However, he also proposed that the circulatory system consists of two one-way systems of blood distribution (rather than a single, unified system), and that the liver produces venous blood that the body consumes. He also thought the heart was a sucking organ, rather than a pumping one.
Galen's theory reigned in Western medicine until the 1600s, when English physician William Henry correctly described blood circulation.
Unlike most other cells in the body, red blood cells have no nuclei. Lacking this large internal structure, each red blood cell has more room to carry the oxygen the body needs. But without a nucleus, the cells cannot divide or synthesize new cellular components.
After circulating within the body for about 120 days, a red blood cell will die from aging or damage. But don't worry — your bone marrow constantly manufactures new red blood cells to replace those that perish.
A condition called stress cardiomyopathy entails a sudden, temporary weakening of the muscle of the heart (the myocardium). This results in symptoms akin to those of a heart attack, including chest pain, shortness of breath and arm aches.
The condition is also commonly known as "broken heart syndrome" because it can be caused by an emotionally stressful event, such as the death of a loved one or a divorce, breakup or physical separation from a loved one.
Cardiac catheterization is a common medical procedure used today and involves inserting a catheter (a long, thin tube) into a patient's blood vessel and threading it to the heart. Doctors can use the technique to perform a number of diagnostic tests on the heart, including measuring oxygen levels in different parts of the organ and checking the blood flow in the coronary arteries.
German physician Dr. Werner Forssmann invented the procedure in 1929 — when he performed it on himself.
He convinced a nurse to assist him, but she insisted that he conduct the procedure on her instead. He pretended to agree, and told her to lie on an operating table, where he secured her legs and hands. Then, without her knowledge, he anaesthetized his own left arm. He then pretended to prepare the nurse's arm for the procedure, until the drug took affect and he was able to insert the catheter into his arm.
Insertion complete (and nurse dismayed), the pair then walked to the X-ray room on the floor below, where Forssmann used a fluoroscope to help guide the catheter 60 centimeters (24 inches) into his heart.

Assignment A: According to the passage about the heart and blood, how long does a red blood cell circulate in the body before it dies?
Assignment B: Please turn the paragraph of the passage about the heart and blood that begins "Cardiac catheterization is a common" into a short list that keeps its main facts.

Input data:
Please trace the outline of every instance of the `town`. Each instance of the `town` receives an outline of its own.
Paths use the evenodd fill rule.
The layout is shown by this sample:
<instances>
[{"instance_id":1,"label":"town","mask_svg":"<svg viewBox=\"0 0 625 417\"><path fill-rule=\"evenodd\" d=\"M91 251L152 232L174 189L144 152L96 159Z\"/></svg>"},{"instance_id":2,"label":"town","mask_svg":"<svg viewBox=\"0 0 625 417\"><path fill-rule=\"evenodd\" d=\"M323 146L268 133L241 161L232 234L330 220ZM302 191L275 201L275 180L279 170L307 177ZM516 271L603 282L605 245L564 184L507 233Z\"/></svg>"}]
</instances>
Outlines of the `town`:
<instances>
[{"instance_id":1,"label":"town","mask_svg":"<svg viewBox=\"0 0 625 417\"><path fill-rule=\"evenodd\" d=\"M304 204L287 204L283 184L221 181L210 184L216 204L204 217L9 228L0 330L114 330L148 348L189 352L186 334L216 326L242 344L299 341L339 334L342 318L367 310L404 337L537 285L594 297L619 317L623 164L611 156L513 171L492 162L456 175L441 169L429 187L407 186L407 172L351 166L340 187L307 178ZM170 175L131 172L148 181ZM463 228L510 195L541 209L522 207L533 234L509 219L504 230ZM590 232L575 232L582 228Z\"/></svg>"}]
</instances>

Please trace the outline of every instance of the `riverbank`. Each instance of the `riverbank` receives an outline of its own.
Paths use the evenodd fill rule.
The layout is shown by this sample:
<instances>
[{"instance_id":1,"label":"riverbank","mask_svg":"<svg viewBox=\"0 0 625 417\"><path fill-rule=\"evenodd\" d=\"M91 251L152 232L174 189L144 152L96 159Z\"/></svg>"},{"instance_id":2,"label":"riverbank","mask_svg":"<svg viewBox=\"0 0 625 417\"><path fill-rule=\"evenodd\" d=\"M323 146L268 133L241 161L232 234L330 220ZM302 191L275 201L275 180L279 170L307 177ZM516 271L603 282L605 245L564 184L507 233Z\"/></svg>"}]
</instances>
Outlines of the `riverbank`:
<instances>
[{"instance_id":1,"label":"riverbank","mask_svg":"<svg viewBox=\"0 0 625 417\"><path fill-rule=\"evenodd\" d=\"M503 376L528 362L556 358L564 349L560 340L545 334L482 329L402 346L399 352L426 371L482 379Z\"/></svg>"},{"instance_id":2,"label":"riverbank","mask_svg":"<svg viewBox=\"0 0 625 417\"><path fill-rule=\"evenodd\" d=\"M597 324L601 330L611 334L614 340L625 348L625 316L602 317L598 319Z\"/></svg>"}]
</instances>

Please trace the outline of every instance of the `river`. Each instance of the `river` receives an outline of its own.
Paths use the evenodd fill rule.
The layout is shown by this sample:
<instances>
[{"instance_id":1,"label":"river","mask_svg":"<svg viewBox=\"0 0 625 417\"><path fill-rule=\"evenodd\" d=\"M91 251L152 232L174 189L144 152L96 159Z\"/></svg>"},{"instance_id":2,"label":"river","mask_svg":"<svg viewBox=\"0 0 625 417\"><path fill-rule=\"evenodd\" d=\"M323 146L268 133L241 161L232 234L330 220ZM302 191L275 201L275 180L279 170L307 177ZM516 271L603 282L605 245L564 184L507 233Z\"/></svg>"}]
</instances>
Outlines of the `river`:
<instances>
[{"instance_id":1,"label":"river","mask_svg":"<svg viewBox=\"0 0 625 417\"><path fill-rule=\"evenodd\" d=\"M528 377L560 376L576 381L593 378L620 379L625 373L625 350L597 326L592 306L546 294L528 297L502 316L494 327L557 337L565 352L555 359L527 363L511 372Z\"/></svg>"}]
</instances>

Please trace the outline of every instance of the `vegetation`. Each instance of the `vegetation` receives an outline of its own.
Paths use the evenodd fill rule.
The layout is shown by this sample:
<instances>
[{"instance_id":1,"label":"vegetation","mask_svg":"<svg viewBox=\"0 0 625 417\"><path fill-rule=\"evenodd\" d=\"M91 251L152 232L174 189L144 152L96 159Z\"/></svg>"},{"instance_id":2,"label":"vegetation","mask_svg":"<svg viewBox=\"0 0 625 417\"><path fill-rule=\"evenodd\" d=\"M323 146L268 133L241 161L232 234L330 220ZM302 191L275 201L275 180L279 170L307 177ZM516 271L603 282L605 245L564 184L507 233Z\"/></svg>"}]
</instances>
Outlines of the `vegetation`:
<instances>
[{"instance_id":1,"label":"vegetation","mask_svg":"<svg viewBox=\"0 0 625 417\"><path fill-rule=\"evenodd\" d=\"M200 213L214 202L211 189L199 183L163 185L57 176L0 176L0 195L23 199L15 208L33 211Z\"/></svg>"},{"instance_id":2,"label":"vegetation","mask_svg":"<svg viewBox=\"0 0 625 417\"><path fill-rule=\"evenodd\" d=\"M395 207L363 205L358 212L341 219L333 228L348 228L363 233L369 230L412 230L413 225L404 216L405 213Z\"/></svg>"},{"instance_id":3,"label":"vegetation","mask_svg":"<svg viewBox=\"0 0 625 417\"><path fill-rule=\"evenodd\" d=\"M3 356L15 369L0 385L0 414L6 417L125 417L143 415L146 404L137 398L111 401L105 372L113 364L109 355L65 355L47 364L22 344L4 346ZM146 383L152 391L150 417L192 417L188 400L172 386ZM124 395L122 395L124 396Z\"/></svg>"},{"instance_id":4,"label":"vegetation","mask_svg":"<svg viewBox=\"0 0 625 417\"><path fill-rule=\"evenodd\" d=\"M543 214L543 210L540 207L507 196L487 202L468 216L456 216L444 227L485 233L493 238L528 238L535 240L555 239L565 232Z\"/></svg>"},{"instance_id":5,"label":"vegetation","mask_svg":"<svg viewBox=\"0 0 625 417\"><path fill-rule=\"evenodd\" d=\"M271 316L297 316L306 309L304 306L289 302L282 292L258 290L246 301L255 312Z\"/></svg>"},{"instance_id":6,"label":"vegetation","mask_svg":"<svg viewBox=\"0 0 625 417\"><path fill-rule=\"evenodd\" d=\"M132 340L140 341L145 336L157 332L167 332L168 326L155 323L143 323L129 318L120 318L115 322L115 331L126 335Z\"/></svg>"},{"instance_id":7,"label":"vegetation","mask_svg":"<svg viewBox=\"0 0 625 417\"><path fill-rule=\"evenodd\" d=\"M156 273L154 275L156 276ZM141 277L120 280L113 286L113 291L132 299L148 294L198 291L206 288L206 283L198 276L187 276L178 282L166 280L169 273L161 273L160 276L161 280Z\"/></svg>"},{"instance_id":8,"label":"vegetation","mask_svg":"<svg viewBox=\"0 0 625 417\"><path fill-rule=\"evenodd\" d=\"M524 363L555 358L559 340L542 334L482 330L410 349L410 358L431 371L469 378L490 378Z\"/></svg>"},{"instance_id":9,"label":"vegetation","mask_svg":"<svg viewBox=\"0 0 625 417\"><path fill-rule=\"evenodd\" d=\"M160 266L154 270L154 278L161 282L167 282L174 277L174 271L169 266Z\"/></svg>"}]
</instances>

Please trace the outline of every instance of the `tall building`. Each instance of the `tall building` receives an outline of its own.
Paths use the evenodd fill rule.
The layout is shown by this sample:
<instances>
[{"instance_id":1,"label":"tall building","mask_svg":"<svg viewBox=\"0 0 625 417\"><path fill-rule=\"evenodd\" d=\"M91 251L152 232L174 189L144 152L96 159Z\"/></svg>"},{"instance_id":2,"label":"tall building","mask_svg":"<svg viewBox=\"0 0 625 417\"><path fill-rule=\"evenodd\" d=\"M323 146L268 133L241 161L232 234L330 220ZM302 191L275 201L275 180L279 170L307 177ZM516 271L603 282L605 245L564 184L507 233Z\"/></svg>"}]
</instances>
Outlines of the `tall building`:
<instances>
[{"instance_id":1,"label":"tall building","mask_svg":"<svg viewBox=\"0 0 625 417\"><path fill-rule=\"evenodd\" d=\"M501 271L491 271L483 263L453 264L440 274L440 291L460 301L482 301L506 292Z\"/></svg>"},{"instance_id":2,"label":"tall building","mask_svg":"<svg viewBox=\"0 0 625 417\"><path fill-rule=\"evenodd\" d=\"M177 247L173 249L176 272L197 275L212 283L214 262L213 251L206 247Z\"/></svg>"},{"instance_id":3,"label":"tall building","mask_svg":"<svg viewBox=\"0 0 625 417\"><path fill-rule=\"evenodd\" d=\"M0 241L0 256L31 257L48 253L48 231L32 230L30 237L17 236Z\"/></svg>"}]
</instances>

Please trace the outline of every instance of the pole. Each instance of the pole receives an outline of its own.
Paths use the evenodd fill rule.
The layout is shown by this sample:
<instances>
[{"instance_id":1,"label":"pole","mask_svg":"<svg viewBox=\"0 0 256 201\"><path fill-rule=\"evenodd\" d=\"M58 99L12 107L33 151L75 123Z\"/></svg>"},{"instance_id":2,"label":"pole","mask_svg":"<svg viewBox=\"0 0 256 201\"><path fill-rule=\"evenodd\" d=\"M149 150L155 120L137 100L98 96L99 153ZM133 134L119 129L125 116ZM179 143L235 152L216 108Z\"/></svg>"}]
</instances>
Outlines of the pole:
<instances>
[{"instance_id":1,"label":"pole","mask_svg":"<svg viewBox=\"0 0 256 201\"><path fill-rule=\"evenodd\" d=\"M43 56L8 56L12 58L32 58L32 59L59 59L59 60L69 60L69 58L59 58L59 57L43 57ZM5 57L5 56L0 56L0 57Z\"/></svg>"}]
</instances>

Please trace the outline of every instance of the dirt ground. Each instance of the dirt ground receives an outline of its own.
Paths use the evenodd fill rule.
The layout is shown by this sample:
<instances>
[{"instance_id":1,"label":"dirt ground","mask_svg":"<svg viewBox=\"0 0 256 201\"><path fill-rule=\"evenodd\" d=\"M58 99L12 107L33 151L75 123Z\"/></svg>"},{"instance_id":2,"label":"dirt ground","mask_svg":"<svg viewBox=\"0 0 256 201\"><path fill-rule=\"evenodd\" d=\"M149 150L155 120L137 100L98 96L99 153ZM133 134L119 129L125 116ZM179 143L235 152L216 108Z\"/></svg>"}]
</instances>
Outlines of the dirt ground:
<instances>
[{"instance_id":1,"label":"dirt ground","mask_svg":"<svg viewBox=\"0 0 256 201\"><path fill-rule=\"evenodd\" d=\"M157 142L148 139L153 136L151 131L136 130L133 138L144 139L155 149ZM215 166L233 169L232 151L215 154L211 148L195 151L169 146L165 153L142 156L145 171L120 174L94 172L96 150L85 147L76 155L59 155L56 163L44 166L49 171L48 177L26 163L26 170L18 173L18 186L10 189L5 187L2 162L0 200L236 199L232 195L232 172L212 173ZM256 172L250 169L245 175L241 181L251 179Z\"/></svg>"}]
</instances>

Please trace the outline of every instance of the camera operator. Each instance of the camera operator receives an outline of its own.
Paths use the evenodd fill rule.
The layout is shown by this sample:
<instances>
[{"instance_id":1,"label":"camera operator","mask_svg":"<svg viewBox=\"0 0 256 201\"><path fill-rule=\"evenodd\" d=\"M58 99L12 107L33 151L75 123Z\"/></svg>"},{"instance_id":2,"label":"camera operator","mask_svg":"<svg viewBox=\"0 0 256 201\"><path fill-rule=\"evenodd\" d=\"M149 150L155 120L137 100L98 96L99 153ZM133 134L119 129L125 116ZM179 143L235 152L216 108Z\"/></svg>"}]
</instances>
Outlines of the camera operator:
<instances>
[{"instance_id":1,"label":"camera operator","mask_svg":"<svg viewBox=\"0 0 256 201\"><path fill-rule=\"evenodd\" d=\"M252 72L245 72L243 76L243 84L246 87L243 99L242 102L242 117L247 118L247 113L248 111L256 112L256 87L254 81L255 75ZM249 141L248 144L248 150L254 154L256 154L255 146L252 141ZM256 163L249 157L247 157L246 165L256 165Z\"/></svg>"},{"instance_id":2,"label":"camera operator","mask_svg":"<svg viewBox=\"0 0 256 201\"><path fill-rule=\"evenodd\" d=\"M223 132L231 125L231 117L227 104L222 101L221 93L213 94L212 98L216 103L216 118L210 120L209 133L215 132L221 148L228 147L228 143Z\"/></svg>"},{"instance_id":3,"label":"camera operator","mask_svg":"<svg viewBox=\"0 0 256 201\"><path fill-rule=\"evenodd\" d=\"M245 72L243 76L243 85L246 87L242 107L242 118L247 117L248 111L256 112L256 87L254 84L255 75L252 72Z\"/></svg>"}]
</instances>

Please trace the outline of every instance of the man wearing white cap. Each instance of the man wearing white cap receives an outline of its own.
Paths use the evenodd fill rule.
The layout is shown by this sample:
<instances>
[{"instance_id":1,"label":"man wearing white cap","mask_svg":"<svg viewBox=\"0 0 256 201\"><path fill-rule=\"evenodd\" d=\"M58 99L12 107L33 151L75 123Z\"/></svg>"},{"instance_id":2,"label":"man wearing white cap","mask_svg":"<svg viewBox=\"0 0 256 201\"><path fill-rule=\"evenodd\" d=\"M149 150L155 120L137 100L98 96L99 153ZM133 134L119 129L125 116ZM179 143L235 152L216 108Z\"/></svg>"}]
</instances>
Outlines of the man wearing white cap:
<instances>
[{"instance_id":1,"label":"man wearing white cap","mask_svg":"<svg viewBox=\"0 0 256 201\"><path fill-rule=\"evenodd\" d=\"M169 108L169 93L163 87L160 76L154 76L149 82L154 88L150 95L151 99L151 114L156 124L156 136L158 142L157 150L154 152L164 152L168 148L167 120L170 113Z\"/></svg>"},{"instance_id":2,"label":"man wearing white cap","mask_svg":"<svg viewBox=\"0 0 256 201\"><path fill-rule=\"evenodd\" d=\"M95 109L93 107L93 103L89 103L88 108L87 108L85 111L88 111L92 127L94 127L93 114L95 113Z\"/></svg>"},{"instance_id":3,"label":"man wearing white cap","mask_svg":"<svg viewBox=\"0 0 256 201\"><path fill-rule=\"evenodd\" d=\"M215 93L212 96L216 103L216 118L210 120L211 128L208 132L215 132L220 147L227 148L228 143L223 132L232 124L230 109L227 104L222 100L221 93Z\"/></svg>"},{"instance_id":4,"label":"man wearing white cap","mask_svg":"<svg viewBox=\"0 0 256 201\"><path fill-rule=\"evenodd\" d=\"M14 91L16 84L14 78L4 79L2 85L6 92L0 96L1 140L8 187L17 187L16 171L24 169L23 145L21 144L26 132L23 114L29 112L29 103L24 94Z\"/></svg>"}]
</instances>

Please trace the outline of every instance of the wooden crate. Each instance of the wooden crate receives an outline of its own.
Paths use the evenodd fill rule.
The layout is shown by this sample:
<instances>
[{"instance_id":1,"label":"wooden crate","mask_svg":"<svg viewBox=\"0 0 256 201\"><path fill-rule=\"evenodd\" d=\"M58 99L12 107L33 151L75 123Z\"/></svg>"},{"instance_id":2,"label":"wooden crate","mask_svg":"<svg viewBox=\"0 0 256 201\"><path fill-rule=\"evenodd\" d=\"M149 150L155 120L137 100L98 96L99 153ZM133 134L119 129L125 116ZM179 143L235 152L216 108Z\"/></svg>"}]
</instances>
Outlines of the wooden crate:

Exercise answer A: About 120 days.

Exercise answer B:
- Cardiac catheterization is a common medical procedure today.
- A catheter (a long, thin tube) is inserted into a patient's blood vessel and threaded to the heart.
- Doctors use it for diagnostic tests on the heart, such as measuring oxygen levels in different parts of the organ and checking blood flow in the coronary arteries.